### TRECHO DA PÁGINA

O abastecimento da RMBH é um sistema integrado que depende cerca de 70% do Rio das Velhas e 30% da bacia do Rio Paraopeba. Segundo a Companhia de Saneamento de Minas Gerais (Copasa), na semana passada, o nível dos reservatórios do Sistema Paraopeba era de 46,6%. A Companhia afirma que o monitoramento é realizado constantemente e as atualizações são publicadas diariamente no site da empresa.

Bacia atingida

Desde o rompimento da barragem no Córrego do Feijão, de responsabilidade da Vale, o Paraopeba foi destruído e junto com ele, uma estação de captação de água da Copasa, construída a partir de 2015 para resolver a crise hídrica já existente naquela época.

Em Termo de Compromisso assinado em julho deste ano pelo Ministério Público de Minas Gerais, Estado de Minas Gerais, Copasa, Vale e a empresa de auditoria Aecom, a mineradora assumiu custear medidas a serem implementadas para reestabelecer a captação de água do Rio Paraopeba e evitar o racionamento de água. As obras para a nova captação, 2,3 km acima do local contaminado pela lama, começaram atrasadas, foram suspensas por determinação judicial e, segundo a Copasa, foram retomadas no último dia 22. A Vale esclarece que o prazo limite para conclusão da obra é até setembro do ano que vem.

### ENUNCIADO 1
Responda, por favor, às perguntas abaixo com base no trecho:
(a) Segundo a Copasa, qual era o nível dos reservatórios do Sistema Paraopeba na semana passada?
(b) A partir de que ano foi construída a estação de captação da Copasa destruída no Paraopeba?
(c) A quantos quilômetros acima do local contaminado pela lama fica a nova captação?

### ENTRADAS EXTRAÍDAS

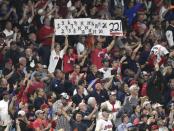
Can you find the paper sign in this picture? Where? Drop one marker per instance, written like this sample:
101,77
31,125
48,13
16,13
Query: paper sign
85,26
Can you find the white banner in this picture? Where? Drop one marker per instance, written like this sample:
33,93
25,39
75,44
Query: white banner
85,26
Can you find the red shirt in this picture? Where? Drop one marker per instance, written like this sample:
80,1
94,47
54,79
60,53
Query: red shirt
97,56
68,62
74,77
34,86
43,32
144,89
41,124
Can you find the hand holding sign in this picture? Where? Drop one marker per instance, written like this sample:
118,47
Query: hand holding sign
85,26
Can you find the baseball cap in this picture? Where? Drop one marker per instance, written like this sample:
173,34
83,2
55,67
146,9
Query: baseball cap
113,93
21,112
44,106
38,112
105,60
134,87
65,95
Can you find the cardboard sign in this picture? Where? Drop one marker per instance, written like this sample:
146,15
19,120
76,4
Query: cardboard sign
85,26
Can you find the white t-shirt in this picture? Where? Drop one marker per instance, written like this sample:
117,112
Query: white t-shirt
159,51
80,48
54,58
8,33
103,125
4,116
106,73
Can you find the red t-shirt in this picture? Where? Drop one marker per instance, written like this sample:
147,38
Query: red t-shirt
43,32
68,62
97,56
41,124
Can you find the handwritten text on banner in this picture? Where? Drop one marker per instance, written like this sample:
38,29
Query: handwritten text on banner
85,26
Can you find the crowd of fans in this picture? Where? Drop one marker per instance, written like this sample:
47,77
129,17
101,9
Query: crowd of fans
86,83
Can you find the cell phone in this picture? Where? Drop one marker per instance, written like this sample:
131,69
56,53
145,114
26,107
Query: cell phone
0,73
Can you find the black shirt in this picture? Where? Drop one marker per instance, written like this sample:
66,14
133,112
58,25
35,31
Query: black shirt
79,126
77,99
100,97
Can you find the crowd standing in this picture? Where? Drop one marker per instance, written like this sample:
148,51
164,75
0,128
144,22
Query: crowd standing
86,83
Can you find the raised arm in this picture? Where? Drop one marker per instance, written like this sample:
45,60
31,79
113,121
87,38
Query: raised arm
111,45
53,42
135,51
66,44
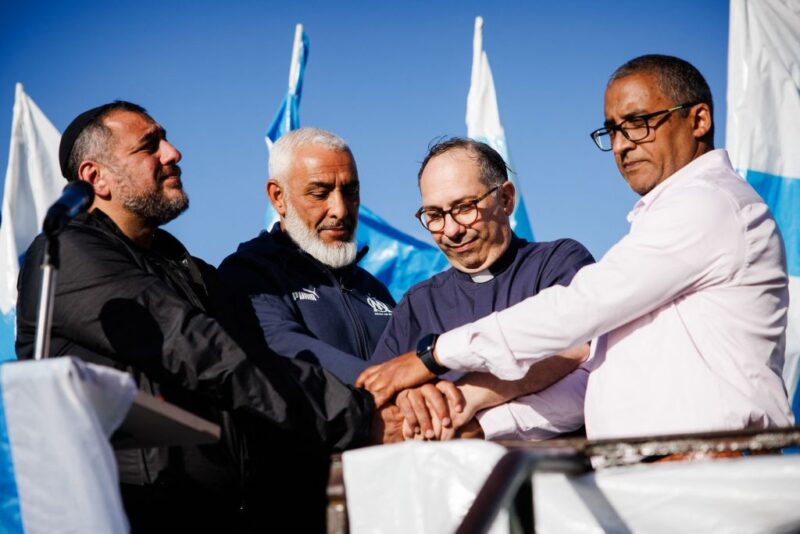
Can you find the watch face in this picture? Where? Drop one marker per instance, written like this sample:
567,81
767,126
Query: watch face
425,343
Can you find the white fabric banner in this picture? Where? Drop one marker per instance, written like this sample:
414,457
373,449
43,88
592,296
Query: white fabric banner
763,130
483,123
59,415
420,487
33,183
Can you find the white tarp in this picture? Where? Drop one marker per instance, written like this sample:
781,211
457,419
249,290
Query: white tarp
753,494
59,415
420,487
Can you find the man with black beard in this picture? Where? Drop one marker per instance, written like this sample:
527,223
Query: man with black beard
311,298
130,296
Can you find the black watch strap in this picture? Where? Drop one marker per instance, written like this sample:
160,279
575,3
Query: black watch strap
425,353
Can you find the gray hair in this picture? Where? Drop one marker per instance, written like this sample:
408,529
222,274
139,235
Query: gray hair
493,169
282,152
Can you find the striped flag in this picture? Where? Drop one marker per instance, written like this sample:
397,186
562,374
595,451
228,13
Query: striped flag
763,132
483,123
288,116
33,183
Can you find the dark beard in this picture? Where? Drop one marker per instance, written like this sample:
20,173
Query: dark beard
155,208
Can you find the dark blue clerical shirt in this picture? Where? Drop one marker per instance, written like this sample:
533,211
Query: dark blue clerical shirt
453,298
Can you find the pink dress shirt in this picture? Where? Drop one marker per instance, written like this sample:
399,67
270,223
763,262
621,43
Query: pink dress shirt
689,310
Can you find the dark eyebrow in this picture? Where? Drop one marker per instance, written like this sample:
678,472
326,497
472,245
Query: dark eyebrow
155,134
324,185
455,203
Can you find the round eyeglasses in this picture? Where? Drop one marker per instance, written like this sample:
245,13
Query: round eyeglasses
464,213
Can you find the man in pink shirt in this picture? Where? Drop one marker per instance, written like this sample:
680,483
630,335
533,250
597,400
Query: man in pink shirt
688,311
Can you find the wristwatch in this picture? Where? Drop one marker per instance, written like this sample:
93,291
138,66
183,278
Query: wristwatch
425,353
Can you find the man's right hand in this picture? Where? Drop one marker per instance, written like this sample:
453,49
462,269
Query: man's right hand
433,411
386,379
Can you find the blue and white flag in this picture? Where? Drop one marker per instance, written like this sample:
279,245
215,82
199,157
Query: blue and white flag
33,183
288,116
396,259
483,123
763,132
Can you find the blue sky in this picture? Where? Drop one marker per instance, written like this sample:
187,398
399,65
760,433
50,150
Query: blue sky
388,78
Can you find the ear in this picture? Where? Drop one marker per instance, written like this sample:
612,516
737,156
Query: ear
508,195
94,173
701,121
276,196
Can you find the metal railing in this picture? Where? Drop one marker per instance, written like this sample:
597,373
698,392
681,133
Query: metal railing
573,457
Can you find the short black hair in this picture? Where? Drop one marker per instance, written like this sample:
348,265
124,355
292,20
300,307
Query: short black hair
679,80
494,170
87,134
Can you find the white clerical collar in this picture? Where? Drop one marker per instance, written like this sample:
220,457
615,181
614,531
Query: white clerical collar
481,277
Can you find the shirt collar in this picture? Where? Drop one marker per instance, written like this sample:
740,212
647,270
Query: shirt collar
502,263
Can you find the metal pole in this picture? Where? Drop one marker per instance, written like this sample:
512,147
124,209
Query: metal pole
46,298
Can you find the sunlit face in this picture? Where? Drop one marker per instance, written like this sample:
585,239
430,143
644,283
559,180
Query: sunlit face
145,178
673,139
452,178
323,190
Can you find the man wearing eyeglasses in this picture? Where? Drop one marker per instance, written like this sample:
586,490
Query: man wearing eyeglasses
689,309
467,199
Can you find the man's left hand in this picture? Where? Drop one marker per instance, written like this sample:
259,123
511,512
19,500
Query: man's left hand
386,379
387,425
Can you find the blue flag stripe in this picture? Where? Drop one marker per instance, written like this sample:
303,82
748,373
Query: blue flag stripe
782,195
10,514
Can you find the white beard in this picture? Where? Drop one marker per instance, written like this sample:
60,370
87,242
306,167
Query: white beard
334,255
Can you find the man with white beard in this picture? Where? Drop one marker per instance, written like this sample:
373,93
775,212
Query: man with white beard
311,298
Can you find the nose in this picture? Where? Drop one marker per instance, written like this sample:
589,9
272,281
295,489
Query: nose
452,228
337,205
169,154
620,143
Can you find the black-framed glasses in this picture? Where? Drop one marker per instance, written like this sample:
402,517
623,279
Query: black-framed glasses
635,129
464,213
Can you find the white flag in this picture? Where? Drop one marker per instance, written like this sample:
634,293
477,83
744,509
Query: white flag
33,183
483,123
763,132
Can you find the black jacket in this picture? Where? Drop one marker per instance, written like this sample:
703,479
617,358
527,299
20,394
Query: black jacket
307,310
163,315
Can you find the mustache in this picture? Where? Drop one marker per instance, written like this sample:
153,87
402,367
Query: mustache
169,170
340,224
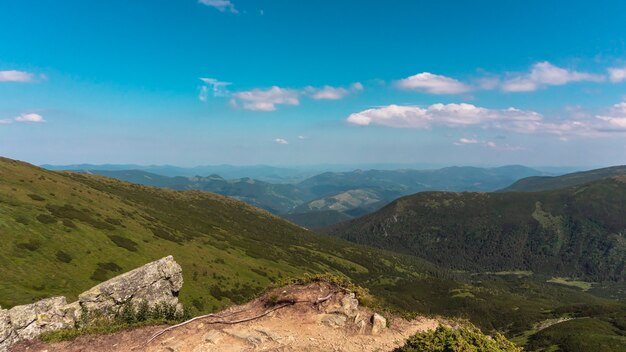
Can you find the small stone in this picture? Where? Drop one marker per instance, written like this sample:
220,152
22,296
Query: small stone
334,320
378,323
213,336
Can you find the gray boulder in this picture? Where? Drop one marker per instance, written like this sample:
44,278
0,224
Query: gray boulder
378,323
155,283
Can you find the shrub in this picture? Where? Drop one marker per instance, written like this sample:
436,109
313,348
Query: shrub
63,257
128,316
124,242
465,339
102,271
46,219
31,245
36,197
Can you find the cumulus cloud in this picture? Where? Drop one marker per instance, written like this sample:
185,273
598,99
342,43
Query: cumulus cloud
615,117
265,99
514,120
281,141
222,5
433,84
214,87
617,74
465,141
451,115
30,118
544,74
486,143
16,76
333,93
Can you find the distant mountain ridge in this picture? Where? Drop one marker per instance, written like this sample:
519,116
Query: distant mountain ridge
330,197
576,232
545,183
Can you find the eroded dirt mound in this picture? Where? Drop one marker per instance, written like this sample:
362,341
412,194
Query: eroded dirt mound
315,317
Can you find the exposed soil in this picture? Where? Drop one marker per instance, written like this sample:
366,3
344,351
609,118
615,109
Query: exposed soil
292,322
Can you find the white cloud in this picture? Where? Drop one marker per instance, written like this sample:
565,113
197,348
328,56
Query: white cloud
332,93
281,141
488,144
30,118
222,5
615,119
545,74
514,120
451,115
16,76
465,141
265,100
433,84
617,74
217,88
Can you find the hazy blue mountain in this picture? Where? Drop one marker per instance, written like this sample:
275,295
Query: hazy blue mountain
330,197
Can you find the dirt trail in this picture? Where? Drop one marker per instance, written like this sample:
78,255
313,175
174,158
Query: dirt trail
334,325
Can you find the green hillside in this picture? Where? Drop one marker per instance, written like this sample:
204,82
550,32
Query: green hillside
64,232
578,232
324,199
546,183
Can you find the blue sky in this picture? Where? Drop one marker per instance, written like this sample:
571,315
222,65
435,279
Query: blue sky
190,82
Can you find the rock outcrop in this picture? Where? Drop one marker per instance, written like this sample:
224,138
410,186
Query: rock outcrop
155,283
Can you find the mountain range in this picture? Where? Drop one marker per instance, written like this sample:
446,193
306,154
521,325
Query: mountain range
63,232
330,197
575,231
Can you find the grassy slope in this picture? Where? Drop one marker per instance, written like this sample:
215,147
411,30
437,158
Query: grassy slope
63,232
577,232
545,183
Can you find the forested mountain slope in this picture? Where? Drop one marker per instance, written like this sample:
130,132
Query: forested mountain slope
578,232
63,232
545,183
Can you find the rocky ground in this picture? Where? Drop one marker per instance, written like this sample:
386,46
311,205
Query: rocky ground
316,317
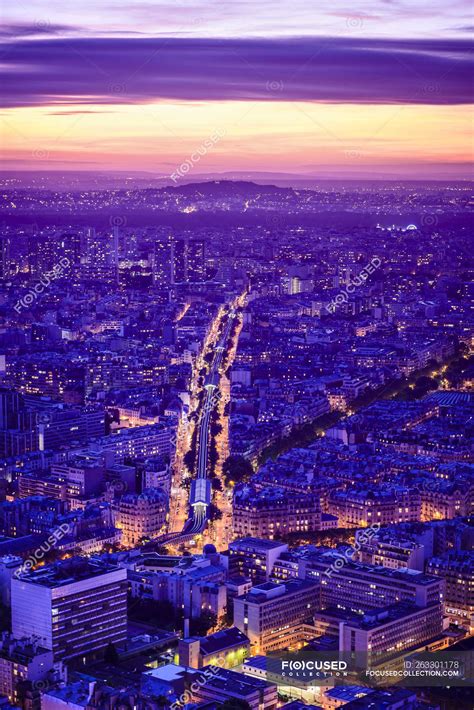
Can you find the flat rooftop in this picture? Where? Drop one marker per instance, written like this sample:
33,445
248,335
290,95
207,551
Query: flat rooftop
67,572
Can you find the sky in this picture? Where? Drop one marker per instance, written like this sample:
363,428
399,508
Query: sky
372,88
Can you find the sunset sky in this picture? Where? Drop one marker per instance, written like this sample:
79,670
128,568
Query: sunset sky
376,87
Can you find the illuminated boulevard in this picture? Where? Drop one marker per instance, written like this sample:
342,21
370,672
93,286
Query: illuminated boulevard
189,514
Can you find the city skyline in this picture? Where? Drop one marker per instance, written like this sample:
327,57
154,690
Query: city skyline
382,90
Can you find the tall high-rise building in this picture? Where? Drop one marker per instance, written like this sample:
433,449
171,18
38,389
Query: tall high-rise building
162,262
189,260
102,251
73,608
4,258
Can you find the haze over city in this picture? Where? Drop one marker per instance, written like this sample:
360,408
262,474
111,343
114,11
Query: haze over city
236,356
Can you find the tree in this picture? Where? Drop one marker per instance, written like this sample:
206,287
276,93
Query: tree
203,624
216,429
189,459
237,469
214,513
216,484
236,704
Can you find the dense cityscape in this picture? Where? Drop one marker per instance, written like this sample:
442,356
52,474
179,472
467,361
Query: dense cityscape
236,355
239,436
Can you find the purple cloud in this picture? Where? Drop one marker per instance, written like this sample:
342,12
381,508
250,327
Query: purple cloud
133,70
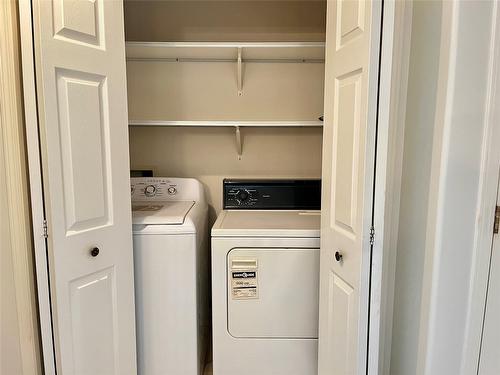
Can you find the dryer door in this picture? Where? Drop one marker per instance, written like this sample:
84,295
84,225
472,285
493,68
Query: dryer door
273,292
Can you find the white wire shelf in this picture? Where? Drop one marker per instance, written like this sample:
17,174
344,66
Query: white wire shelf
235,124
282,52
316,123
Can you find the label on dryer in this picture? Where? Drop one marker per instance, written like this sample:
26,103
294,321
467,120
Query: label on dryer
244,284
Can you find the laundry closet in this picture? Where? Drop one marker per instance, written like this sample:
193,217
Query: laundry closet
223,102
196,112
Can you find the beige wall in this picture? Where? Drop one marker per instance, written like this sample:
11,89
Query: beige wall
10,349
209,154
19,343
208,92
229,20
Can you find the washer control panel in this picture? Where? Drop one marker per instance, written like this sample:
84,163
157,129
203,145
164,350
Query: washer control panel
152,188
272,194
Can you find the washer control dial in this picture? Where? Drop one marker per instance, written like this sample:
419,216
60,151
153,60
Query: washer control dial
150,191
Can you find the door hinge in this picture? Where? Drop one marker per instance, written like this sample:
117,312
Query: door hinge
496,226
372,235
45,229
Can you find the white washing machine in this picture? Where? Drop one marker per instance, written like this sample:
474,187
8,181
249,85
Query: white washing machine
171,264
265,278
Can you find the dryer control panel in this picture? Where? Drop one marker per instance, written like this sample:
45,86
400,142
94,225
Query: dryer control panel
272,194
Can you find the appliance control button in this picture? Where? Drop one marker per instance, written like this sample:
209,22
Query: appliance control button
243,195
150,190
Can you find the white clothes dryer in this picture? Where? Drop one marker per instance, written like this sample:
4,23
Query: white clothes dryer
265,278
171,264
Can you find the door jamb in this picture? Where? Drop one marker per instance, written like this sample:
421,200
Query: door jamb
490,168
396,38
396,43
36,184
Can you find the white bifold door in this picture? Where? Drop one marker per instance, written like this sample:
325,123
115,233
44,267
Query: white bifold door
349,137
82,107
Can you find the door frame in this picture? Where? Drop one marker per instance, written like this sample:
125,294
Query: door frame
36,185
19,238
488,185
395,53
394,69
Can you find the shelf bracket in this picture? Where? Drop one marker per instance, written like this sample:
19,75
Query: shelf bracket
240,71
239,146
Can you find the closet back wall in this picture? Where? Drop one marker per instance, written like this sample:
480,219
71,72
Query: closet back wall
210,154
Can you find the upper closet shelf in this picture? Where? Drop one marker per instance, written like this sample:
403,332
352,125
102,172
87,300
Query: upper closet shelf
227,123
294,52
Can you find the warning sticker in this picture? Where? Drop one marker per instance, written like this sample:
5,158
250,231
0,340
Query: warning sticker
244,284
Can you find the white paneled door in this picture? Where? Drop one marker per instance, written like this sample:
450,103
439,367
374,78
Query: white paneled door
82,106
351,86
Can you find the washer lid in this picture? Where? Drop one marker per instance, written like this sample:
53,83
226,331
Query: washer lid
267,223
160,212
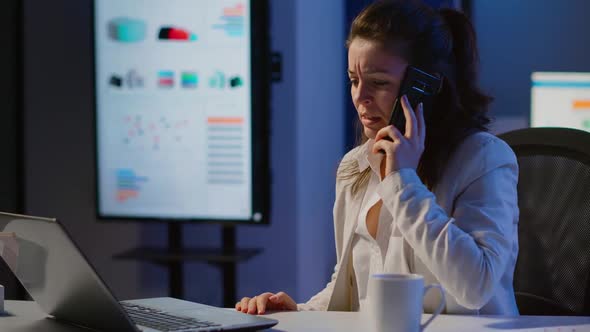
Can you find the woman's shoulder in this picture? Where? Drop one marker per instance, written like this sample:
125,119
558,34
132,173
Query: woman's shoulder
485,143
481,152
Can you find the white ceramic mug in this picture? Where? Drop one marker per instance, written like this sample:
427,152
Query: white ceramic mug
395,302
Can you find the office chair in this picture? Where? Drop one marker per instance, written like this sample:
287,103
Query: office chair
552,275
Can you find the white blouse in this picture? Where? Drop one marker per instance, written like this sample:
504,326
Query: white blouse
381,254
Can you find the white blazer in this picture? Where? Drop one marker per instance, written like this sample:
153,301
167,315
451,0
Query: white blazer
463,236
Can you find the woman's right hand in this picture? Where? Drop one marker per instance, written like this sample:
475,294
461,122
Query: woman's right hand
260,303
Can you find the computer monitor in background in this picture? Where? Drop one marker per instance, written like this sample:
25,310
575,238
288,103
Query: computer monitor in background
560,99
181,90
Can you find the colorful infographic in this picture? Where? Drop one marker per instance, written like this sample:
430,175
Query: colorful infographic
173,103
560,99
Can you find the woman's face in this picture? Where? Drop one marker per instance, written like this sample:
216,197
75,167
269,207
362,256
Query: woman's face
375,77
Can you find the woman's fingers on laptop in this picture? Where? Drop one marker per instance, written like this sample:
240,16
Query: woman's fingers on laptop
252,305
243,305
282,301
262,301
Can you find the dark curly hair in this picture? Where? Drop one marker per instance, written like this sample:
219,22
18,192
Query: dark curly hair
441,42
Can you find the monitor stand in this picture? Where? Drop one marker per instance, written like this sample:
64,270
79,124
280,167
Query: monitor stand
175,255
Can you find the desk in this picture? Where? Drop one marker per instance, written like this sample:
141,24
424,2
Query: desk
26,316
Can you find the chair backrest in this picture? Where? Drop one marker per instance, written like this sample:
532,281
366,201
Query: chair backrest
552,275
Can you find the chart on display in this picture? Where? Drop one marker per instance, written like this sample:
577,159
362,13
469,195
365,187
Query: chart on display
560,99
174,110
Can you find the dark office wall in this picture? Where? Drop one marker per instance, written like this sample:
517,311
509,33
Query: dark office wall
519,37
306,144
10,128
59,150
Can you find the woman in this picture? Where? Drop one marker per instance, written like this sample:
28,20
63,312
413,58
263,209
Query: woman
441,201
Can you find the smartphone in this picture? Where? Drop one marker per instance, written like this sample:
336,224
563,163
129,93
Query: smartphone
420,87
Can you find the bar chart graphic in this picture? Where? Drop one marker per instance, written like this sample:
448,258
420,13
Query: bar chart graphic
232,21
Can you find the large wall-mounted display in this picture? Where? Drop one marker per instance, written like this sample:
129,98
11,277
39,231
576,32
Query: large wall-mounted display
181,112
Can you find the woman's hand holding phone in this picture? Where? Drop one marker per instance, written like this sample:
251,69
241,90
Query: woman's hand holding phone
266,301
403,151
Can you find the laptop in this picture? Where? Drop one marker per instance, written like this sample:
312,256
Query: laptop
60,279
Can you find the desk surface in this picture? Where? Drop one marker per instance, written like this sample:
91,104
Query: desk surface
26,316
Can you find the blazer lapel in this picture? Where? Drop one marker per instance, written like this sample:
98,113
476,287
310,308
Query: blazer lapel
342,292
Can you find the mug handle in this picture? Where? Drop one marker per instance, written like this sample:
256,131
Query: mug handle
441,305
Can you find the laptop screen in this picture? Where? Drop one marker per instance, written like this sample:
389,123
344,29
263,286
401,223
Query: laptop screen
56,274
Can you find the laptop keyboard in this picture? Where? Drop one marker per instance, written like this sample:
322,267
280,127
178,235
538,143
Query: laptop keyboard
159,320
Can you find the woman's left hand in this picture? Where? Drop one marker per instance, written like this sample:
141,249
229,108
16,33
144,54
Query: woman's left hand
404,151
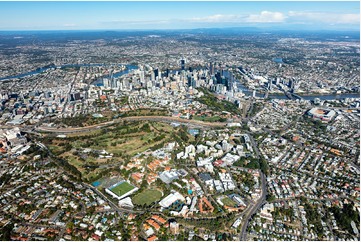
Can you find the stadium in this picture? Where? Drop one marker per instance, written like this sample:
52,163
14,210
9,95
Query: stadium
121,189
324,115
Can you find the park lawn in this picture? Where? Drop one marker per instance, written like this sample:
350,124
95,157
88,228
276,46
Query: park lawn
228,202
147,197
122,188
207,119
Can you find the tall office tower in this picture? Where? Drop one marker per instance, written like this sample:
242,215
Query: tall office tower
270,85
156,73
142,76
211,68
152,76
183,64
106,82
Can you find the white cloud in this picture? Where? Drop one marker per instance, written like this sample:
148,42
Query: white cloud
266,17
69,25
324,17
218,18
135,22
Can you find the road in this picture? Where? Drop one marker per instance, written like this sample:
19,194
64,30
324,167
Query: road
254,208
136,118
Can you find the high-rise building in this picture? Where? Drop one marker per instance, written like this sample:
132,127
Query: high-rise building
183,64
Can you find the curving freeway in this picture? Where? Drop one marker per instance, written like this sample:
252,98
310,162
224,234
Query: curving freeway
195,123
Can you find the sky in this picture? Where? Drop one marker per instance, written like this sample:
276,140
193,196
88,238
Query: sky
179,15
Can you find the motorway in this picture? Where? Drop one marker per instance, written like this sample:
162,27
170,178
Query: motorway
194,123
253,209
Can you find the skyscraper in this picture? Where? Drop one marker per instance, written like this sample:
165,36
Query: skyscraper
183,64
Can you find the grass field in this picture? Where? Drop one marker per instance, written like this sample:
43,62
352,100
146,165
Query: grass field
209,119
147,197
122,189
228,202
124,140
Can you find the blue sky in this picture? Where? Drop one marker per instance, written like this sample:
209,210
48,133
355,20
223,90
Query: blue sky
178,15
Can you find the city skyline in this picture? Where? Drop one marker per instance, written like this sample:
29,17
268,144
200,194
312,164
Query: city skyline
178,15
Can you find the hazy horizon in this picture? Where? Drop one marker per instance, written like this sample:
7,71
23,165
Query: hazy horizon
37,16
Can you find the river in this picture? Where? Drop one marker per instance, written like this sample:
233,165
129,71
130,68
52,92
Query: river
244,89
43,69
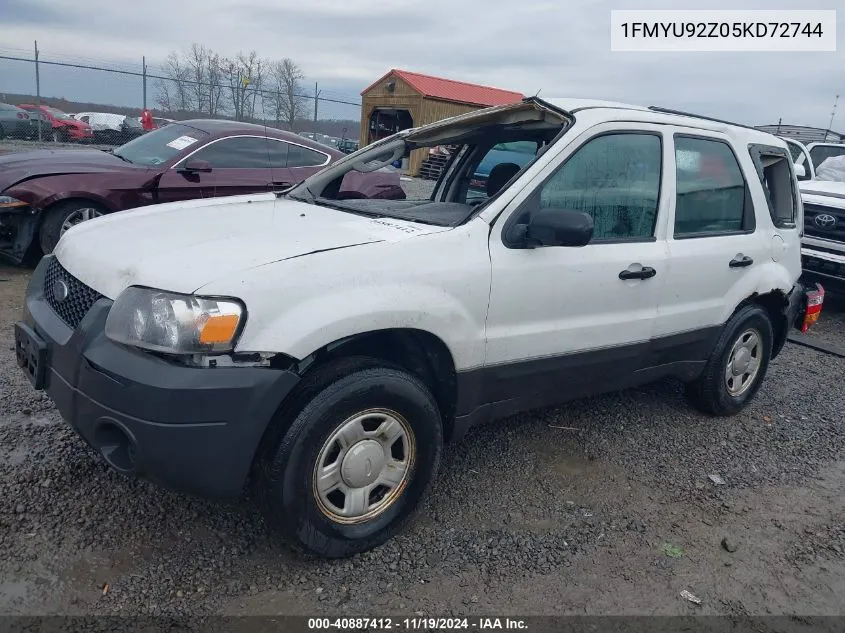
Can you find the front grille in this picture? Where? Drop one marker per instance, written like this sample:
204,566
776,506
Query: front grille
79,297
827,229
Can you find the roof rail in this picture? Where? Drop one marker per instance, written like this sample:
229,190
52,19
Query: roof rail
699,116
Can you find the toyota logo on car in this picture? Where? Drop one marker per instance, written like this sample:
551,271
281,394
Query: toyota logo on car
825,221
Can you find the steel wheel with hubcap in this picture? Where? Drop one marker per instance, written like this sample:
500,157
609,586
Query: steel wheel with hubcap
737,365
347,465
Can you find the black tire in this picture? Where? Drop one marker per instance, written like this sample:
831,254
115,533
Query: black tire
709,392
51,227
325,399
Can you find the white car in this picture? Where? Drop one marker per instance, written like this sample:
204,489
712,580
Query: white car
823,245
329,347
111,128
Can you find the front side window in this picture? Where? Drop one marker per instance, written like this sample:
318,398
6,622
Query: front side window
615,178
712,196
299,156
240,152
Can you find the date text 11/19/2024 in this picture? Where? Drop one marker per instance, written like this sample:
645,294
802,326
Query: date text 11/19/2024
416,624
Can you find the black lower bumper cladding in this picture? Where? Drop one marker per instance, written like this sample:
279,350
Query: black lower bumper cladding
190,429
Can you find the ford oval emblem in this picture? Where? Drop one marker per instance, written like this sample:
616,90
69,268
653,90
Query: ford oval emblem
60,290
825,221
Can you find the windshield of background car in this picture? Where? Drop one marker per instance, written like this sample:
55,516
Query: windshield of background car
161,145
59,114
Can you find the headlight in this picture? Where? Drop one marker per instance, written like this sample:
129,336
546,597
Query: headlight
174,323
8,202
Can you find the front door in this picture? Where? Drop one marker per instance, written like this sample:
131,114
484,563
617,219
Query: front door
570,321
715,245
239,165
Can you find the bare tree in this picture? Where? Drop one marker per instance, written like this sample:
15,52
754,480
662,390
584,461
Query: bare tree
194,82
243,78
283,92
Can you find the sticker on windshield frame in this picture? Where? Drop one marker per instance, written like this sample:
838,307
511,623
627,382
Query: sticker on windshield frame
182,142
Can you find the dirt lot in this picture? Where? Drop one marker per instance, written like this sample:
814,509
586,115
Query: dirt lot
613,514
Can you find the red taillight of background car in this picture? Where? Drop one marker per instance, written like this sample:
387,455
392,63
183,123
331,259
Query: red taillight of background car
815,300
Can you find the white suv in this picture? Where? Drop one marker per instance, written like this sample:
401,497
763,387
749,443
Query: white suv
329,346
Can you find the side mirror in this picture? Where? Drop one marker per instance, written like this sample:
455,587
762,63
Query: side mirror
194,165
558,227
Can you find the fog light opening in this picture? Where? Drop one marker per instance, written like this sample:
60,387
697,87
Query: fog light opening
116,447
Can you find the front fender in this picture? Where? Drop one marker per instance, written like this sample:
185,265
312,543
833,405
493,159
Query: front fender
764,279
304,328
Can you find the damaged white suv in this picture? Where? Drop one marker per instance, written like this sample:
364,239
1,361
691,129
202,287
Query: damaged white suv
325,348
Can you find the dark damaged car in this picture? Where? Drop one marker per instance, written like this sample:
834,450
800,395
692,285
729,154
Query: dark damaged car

### ENUNCIADO 2
Conte as linhas das entradas extraídas que contêm a palavra "wire" e informe apenas o número.

### RESOLUÇÃO 1
(a) 46,6%.
(b) 2015.
(c) 2,3 km.

### RESOLUÇÃO 2
2